--- start Extracted information ---

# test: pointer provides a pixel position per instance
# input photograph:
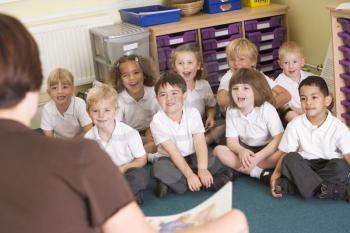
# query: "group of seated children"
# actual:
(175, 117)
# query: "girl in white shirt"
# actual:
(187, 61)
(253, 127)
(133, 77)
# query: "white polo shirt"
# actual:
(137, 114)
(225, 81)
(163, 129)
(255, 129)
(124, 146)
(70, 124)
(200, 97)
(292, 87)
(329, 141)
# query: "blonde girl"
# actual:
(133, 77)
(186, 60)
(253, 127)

--- end Extracted information ---
--- start Extracted information ---

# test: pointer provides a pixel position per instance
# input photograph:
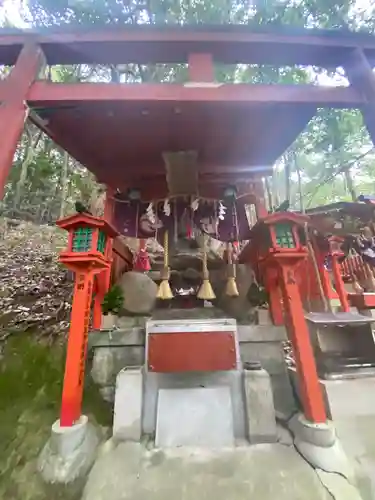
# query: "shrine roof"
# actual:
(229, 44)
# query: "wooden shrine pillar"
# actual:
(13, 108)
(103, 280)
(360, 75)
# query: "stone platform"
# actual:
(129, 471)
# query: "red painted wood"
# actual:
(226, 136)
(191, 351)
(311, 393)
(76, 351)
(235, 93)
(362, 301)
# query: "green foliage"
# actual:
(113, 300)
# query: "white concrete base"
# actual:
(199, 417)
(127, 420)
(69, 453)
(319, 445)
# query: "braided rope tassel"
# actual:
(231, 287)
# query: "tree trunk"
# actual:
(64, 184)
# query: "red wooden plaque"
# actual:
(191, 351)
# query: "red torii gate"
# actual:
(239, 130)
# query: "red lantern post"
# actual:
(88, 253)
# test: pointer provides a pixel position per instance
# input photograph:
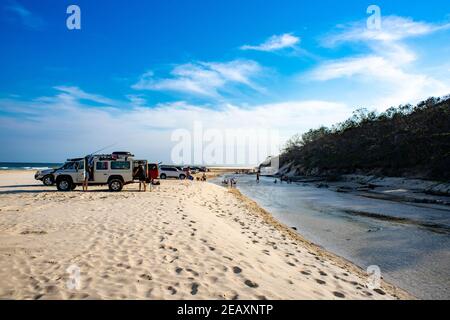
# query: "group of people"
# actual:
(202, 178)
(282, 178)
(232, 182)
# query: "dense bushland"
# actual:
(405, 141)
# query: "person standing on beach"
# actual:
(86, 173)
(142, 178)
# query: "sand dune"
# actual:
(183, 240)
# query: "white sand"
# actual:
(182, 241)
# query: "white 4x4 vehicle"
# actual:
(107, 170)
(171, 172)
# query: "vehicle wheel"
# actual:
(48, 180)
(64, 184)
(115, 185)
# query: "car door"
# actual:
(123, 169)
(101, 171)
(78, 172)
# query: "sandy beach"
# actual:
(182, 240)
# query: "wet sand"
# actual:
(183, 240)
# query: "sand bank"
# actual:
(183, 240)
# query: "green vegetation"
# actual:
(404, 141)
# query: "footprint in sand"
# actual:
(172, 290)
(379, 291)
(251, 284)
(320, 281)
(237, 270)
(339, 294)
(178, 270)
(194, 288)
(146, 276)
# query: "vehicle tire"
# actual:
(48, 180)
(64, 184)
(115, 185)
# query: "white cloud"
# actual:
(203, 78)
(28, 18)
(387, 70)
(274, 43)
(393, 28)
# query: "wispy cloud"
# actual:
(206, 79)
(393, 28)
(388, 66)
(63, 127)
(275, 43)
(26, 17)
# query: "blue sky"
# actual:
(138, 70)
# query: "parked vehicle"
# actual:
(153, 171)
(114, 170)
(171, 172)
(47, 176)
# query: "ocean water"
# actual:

--- end Extracted information ---
--- start Extracted information ---

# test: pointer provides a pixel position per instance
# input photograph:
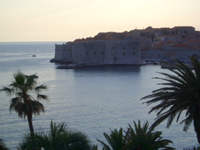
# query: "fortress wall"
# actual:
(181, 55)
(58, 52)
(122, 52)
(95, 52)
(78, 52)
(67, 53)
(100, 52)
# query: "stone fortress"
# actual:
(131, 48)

--- end Extracted information ---

*What needs to be done*: Count the lines above that contain the word "vehicle". Reply with the number only.

*Solution below*: 4